▸ 引用文:

#####

Chim↑Pom from Smappa!Group(チンポム フロム スマッパ!グループ)とは、2005年に東京で結成されたアーティスト・コレクティブ(複数のアーティストが協働する形態)です。卯城竜太(うしろりゅうた)さん、林靖高(はやしやすたか)さん、エリイさん、岡田将孝(おかだまさたか)さん、稲岡求(いなおかもとむ)さん、水野俊紀(みずのとしのり)さんの6名で活動しています。
結成当初から「個と公」を表象した「都市論」をテーマに作品を制作していて、積極的かつ変則的に、現代社会の多様な問題を取り上げた作品を生み出しています。
Chim↑Pom from Smappa!Group|Instagram:@chimpomfromsmappagroup
他展示でのChim↑Pom from Smappa!Group作品はこちら
梅沢和木:神鬼勃ツ三千世界之画像海
梅沢和木さんの代表的な表現である、膨大なキャラクター画像の断片を組み合わせてできた作品です。中央には巨大な像が描かれていて、3本の角をを生やした鬼のような造形が鎮座しているようです。
本作品は「風景地獄−とある私的な博物館構想(2016、A/D GALLERY、六本木)」で展示された大型作品なのだそうで、「東京の風景」をテーマに、六本木ヒルズの展望台から見下ろした東京を背景に描かれています。

#####

コレクションの記録:
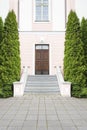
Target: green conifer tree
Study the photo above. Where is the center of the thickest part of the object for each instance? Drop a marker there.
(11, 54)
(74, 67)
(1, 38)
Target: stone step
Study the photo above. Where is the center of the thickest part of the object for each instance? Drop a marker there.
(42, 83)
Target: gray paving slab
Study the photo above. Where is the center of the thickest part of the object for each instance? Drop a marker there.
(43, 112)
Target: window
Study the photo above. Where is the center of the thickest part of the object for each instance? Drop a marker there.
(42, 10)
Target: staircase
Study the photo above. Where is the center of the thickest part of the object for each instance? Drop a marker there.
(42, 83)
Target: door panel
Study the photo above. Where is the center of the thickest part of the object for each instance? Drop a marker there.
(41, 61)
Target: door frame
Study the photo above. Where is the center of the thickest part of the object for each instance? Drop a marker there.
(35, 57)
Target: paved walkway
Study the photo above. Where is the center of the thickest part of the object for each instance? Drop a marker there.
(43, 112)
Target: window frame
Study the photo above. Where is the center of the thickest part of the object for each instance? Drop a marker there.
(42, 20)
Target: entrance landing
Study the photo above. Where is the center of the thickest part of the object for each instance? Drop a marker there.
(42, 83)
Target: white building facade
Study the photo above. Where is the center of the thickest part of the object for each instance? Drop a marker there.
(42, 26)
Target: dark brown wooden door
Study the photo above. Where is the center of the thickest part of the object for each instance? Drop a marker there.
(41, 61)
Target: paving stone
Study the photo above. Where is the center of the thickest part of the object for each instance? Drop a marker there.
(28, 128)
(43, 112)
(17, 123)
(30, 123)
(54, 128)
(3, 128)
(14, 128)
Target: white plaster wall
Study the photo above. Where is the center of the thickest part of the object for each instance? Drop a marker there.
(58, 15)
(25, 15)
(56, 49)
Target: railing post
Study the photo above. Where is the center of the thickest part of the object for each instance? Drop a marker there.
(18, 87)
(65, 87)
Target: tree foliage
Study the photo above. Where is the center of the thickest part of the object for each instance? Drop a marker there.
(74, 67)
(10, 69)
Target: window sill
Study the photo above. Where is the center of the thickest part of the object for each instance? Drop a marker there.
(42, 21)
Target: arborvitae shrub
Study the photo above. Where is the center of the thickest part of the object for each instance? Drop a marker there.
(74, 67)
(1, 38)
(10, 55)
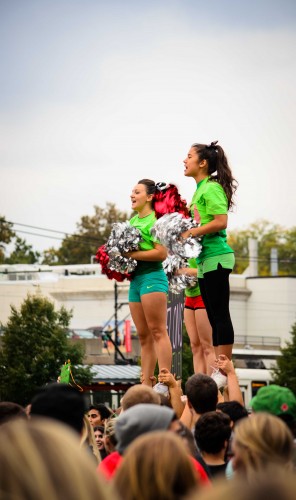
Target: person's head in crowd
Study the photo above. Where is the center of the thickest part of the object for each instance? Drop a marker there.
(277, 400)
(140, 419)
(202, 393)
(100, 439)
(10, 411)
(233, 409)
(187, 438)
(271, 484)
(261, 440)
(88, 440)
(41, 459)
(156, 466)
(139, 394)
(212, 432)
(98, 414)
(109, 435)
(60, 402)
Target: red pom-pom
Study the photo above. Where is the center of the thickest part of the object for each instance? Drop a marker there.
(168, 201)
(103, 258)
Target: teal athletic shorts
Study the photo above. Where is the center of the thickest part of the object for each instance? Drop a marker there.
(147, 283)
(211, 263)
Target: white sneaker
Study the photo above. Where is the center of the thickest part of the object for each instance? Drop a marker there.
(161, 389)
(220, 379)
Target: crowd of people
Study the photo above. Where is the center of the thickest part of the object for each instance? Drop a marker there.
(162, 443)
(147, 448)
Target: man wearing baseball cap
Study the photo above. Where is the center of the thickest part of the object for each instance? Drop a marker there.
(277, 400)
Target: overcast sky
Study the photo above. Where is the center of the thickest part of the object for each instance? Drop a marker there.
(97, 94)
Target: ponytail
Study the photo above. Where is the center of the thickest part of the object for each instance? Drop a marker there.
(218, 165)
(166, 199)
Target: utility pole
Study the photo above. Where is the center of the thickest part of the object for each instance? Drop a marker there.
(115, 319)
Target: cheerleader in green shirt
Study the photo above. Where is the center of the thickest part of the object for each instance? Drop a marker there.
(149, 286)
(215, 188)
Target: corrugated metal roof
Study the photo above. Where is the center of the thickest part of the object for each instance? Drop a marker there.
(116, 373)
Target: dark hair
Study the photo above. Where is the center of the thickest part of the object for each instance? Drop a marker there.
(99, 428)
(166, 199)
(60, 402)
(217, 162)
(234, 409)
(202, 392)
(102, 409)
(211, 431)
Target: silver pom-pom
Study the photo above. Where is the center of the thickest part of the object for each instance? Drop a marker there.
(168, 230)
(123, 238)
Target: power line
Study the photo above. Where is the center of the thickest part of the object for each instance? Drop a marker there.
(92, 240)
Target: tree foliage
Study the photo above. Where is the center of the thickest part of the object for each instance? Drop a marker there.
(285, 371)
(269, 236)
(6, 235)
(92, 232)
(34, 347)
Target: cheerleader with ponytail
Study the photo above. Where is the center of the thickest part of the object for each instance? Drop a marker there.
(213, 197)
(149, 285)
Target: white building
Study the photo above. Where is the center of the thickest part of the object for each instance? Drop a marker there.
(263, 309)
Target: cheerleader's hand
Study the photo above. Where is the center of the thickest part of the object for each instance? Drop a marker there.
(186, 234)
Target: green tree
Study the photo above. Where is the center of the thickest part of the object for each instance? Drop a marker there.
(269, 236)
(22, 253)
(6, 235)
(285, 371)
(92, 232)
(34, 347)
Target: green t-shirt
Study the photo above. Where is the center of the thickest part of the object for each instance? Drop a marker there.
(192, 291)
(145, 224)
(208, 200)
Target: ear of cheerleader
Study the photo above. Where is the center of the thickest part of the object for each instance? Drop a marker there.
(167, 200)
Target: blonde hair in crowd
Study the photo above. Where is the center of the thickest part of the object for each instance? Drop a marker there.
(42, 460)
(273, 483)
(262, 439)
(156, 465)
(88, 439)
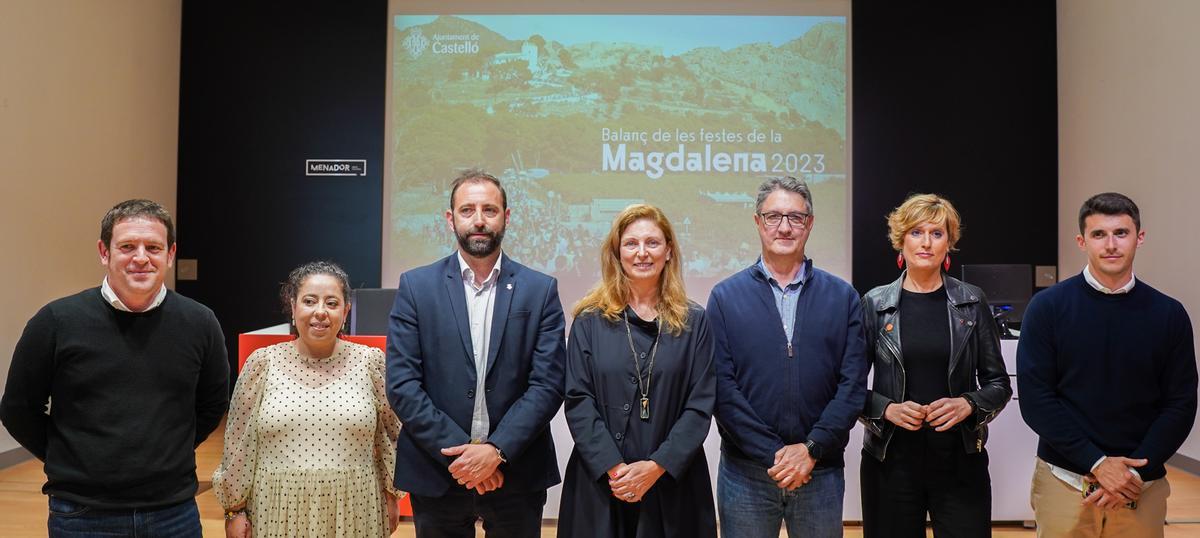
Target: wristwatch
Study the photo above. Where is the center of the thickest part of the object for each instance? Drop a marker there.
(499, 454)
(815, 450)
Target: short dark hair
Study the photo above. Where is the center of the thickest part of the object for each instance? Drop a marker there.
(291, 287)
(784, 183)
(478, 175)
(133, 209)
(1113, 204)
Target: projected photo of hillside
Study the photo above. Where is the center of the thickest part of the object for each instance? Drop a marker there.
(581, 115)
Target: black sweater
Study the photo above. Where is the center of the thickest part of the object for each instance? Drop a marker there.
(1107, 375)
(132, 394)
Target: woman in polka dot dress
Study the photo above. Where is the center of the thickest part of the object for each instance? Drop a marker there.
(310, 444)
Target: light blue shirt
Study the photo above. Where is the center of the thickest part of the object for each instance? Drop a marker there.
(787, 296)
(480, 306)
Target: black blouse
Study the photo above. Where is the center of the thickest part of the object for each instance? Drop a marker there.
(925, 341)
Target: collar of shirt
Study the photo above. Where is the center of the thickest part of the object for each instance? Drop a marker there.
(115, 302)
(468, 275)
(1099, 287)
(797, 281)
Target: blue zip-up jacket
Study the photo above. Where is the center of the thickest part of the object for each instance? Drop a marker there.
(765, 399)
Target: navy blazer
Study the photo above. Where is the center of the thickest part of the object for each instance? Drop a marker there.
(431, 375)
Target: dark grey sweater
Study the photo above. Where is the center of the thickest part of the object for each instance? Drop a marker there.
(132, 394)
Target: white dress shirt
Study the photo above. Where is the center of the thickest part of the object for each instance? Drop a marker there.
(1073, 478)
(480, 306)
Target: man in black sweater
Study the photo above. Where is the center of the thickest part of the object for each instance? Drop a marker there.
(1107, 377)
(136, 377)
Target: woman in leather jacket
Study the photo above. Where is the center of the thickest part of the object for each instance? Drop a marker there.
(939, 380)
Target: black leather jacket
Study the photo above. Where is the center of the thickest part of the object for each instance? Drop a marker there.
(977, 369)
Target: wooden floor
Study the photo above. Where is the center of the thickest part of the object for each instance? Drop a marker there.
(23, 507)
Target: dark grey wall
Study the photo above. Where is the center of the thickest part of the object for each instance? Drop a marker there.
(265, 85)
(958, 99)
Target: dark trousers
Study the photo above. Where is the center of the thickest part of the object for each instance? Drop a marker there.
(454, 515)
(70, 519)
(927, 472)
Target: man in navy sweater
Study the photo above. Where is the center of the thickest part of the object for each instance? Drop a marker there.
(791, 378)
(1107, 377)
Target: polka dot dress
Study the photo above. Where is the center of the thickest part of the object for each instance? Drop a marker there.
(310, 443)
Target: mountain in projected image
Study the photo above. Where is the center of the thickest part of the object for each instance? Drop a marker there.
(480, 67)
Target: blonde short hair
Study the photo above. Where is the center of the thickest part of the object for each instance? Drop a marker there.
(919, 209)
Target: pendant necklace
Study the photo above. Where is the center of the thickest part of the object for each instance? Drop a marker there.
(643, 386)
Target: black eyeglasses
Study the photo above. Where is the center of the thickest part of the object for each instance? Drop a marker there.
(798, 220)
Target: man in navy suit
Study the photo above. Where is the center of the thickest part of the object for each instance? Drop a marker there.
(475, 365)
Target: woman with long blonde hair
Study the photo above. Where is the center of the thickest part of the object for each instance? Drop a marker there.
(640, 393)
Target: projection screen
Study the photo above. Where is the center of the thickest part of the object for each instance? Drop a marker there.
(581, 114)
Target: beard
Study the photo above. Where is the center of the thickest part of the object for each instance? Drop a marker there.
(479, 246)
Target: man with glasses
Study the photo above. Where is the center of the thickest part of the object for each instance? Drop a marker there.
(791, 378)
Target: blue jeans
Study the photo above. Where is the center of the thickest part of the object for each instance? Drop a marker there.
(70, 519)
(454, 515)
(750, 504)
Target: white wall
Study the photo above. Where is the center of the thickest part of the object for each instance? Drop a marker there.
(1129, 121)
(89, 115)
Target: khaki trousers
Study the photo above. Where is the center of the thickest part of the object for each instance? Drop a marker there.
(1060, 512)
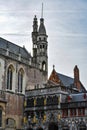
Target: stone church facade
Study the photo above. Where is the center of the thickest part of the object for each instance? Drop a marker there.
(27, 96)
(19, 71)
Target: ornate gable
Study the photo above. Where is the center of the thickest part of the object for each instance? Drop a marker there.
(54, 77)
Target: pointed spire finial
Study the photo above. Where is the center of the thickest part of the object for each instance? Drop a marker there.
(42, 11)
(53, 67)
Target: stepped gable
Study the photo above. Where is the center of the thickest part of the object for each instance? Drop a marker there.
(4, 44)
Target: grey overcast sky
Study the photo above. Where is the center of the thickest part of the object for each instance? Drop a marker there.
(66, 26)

#####

▸ 指示:
上の引用文を読み、次の問いに答えよ。
1. Chim↑Pom from Smappa!Groupは何年にどこで結成されたか。
2. Chim↑Pom from Smappa!Groupは結成当初から何をテーマに作品を制作しているか。
3. 梅沢和木の「神鬼勃ツ三千世界之画像海」は何を背景に描かれているか。

▸ 解答:
1. 2005年に東京で結成された。
2. 「個と公」を表象した「都市論」をテーマにしている。
3. 六本木ヒルズの展望台から見下ろした東京を背景に描かれている。